(TASK OBJECTIVE):
Please return every line of the records below that holds the word "tied".

(RECORDS PROVIDED):
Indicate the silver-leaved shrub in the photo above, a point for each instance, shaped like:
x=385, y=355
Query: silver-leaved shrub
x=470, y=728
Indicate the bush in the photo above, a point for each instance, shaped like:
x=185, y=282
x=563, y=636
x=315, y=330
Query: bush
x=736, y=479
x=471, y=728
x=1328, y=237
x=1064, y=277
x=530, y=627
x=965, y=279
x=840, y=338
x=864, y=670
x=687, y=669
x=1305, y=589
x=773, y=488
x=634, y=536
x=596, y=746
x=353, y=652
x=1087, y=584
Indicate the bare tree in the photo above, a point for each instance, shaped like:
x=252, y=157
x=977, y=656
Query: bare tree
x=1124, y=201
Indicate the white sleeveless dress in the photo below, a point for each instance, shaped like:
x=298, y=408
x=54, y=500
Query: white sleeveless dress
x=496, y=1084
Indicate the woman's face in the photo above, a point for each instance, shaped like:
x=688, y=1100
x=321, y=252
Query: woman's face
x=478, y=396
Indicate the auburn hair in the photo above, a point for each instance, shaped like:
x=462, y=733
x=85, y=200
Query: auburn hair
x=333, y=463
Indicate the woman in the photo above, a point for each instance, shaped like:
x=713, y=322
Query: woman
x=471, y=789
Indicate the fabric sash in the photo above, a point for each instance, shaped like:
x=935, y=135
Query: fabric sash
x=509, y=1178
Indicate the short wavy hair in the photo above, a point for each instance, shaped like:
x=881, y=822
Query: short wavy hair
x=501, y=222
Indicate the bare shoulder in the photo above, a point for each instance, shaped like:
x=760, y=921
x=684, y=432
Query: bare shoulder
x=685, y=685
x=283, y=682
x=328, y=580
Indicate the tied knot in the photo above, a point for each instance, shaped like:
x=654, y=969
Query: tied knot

(ANSWER):
Indicate the tied knot in the photo above, a point for each instance, shaped like:
Query: tied knot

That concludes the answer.